**Passage given:**
###

Peter Corke edited this page Sep 13, 2020 · 4 revisions

Style

PEP 8 rules

We aspire to the Zen of Python

docstrings

All public functions should have docstrings written using Restructured Text (reST), see the CheatSheet, and processed by Sphinx.

  • We use the standard not Google or NumPy conventions.

  • Each doctstring is layed out as

"""
One line description, doesn't include name of function

parameter and return description using :param:, :type:, :return:, :type:

Optional intro para.

- ``use case 1`` descriptive text

- ``use case 2`` as above, then descriptive text

Ideally we have examples

Examples::
    >>> do this thing
    this is the result
    >>> do this other thing
    this is the other result

:notes:
 - note 1
 - note 2

:references:
 - ref1
 - ref2

:seealso:  :func:`~func or method`, :func:`~func or method`  etc
"""
  • In the "descriptive text", if you refer to variables in the use case put them in double backticks, ie. ``q``
  • Code examples are good, use them if you can, they make the code more real.

###

**Supplied data:**
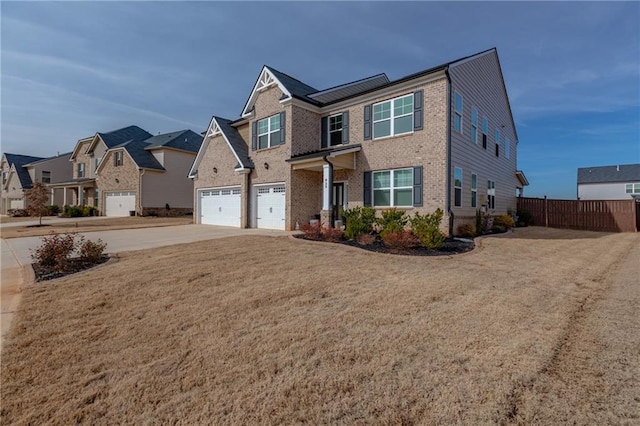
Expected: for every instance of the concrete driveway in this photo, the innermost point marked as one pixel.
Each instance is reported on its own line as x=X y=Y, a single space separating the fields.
x=16 y=253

###

**Exercise requirements:**
1: Print the part of the docstring style guide starting with "All public functions" and going on through "or NumPy conventions.".
2: Carry the docstring style guide on from the point where it ends.
The material has no connection to the docstring style guide.

**Answers for this exercise:**
1:
All public functions should have docstrings written using Restructured Text (reST), see the CheatSheet, and processed by Sphinx.

  • We use the standard not Google or NumPy conventions.

2:
  • Use math notation :math:LaTeX math expression, no $ required, but make sure to change the docstring a raw string, ie. start it off with r"""

Unit testing

We use pytest

Code quality

We use codecov to analyse and display unit test coverage, we aim for over 90% coverage.

We use LGTM to analyse and display code quality, we aim for an A rating.

Coding patterns

We strive to be Pythonic rather than MATLABish.

  • we prefer for x in X rather than for i in range() and indexing. If X is a NumPy array then x iterates over matrix rows. If we do need an index as well as the object, then use enumerate().